EXERCISE PROMPT —
Copy out the entries below exactly as they stand, but only from the line containing "point(255, 288)" through the line containing "point(244, 758)".

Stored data
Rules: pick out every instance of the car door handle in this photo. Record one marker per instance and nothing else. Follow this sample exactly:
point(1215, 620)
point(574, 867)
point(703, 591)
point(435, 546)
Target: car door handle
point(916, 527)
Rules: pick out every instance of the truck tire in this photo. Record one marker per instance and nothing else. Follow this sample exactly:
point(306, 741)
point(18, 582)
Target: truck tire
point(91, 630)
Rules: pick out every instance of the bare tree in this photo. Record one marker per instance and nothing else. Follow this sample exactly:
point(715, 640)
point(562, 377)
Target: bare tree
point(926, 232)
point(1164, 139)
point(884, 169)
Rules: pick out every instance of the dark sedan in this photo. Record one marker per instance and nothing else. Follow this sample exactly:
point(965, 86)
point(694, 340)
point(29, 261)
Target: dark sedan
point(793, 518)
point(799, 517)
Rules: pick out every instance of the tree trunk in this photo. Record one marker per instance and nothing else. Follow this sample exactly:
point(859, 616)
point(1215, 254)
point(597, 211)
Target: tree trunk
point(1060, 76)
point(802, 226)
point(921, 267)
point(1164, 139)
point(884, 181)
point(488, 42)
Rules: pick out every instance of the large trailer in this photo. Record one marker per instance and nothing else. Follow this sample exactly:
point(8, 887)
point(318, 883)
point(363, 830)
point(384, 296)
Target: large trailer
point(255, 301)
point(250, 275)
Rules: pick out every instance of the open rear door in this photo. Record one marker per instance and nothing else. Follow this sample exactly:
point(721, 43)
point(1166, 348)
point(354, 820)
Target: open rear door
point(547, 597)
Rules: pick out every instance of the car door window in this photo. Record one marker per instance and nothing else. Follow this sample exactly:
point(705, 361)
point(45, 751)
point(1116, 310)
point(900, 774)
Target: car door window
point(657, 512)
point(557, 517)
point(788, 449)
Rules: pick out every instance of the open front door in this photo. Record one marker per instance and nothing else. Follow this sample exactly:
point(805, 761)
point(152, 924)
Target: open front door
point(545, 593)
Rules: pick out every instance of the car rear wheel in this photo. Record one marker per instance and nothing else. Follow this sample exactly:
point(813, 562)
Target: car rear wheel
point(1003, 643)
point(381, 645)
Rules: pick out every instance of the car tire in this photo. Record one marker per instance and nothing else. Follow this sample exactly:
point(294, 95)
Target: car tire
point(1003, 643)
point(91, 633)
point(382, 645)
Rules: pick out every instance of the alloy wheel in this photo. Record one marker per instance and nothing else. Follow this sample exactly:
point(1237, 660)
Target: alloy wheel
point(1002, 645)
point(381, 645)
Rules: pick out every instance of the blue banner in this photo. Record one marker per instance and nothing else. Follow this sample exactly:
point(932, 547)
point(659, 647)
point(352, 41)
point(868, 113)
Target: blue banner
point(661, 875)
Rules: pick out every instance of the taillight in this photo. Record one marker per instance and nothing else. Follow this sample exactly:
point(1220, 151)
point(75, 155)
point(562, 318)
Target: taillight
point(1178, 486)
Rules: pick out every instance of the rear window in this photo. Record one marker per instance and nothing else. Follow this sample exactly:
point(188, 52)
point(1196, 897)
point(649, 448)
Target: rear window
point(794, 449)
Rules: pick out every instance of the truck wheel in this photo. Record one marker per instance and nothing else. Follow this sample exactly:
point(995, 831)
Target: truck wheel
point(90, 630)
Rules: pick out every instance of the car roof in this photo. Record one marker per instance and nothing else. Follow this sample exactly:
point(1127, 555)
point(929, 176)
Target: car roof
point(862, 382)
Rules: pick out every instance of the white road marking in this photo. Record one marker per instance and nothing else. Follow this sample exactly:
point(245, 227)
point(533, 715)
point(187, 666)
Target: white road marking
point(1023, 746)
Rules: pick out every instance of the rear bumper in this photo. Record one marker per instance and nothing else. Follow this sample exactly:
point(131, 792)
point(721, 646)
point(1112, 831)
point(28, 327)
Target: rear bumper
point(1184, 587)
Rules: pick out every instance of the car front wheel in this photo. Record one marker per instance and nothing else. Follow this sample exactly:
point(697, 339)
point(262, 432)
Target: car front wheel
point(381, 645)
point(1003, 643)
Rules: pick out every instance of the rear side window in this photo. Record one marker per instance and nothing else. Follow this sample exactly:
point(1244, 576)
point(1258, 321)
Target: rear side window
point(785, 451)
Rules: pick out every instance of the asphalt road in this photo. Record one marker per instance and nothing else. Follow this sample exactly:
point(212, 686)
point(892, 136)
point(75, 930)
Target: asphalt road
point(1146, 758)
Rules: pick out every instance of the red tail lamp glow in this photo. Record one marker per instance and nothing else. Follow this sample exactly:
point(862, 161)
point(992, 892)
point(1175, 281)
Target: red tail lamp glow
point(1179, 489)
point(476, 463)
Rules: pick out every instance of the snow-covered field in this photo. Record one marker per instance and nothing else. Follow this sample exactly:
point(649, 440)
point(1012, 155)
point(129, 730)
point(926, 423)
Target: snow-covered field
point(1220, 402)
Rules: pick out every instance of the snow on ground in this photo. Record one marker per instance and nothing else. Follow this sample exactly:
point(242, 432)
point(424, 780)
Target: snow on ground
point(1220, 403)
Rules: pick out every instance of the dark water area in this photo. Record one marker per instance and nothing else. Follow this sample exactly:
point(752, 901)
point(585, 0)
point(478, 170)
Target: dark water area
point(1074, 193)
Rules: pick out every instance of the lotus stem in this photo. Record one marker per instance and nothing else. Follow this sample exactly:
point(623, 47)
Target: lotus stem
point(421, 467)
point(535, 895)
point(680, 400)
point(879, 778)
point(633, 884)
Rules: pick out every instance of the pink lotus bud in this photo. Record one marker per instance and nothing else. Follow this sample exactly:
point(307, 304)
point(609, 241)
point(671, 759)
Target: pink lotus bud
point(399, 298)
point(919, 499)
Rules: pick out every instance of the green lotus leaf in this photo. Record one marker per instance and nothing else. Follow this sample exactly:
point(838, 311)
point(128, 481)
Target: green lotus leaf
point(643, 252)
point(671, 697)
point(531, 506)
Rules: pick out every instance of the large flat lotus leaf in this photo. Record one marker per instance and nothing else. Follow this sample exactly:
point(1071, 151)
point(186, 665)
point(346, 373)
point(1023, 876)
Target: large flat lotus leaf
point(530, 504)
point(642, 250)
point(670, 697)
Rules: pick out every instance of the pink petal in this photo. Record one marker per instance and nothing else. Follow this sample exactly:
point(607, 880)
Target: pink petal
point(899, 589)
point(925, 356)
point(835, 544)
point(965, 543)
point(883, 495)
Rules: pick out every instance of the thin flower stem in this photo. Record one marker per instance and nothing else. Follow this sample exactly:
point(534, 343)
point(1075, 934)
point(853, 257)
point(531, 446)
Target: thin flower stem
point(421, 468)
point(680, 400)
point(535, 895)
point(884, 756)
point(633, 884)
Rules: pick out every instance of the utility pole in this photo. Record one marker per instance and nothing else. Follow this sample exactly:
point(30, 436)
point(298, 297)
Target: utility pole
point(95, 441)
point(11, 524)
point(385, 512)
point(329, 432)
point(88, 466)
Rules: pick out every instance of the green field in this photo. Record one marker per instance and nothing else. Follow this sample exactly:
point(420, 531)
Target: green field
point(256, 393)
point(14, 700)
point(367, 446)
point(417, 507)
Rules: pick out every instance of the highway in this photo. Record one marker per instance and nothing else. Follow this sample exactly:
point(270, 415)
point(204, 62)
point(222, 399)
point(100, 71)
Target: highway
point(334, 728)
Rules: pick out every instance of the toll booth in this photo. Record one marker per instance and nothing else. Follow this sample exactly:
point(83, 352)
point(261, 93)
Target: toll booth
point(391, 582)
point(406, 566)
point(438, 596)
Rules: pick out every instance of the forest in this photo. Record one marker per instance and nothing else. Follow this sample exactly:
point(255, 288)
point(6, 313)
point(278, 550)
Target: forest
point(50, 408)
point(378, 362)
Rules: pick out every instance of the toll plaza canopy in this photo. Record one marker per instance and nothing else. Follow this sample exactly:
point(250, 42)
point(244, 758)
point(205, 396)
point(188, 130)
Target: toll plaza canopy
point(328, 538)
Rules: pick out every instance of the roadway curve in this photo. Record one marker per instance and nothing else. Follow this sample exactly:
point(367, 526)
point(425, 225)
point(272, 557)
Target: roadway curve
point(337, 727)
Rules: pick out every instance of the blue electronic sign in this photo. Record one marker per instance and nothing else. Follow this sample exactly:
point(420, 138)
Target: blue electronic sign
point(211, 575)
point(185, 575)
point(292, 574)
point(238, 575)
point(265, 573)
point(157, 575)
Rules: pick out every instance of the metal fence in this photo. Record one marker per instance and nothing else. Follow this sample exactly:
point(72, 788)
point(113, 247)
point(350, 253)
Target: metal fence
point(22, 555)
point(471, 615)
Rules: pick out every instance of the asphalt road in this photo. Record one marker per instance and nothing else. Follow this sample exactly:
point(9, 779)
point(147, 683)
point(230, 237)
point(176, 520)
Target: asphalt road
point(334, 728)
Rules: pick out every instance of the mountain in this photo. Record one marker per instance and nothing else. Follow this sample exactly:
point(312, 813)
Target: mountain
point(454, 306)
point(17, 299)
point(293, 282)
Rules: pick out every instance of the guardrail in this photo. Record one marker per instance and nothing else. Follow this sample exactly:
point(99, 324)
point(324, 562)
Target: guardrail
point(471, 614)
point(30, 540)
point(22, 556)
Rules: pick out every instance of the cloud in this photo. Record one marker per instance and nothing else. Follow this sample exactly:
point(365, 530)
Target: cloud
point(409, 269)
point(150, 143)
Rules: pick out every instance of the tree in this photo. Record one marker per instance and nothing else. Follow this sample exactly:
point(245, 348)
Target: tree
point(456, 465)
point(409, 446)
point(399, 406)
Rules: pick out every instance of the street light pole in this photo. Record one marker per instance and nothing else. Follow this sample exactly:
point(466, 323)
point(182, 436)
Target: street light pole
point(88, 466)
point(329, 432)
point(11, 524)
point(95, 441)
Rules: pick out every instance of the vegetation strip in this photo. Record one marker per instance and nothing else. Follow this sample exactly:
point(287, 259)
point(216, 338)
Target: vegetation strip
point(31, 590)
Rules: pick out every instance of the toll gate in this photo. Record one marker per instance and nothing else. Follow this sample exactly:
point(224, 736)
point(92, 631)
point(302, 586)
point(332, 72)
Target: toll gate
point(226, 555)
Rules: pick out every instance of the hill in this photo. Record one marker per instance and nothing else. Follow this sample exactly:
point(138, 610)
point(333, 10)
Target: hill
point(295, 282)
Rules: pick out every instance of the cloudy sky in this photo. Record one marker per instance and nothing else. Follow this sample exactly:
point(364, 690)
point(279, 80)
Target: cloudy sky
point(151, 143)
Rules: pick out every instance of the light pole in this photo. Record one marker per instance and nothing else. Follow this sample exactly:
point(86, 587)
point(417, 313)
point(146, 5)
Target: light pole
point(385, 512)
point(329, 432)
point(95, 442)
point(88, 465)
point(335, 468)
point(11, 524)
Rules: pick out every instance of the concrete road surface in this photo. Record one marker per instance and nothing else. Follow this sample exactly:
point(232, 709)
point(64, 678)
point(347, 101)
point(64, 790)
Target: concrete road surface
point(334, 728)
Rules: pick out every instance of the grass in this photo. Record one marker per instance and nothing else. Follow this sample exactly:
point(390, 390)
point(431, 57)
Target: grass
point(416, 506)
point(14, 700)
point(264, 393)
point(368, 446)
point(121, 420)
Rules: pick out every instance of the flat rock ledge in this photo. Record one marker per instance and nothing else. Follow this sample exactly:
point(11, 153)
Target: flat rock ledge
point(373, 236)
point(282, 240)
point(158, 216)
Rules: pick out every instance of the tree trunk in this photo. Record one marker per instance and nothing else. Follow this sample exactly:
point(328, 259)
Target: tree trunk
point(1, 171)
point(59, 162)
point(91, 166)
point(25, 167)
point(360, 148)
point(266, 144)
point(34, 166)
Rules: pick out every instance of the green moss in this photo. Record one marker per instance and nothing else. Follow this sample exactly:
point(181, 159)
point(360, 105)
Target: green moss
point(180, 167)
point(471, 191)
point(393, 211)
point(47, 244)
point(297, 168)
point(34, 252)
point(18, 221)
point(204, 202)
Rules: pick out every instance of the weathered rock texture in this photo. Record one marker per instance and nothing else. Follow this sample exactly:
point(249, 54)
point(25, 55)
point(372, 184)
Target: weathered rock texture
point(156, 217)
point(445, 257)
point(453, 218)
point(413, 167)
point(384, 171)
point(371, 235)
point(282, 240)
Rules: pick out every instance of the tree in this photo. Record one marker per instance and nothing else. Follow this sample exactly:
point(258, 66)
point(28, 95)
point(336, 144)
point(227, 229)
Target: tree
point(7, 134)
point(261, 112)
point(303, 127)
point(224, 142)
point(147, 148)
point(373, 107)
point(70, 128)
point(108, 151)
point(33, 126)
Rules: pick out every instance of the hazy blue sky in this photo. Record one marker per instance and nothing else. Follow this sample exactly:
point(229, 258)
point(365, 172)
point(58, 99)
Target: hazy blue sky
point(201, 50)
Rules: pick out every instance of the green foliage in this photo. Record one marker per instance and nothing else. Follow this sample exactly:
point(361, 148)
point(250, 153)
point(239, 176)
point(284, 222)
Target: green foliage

RESPONSE TO THIS TASK —
point(255, 288)
point(6, 313)
point(278, 550)
Target: forest
point(50, 408)
point(378, 362)
Rules: pick out every instance of the toll plaza canopy in this photo. Record one marker per instance and nothing else. Follow this sample exactly:
point(250, 42)
point(244, 758)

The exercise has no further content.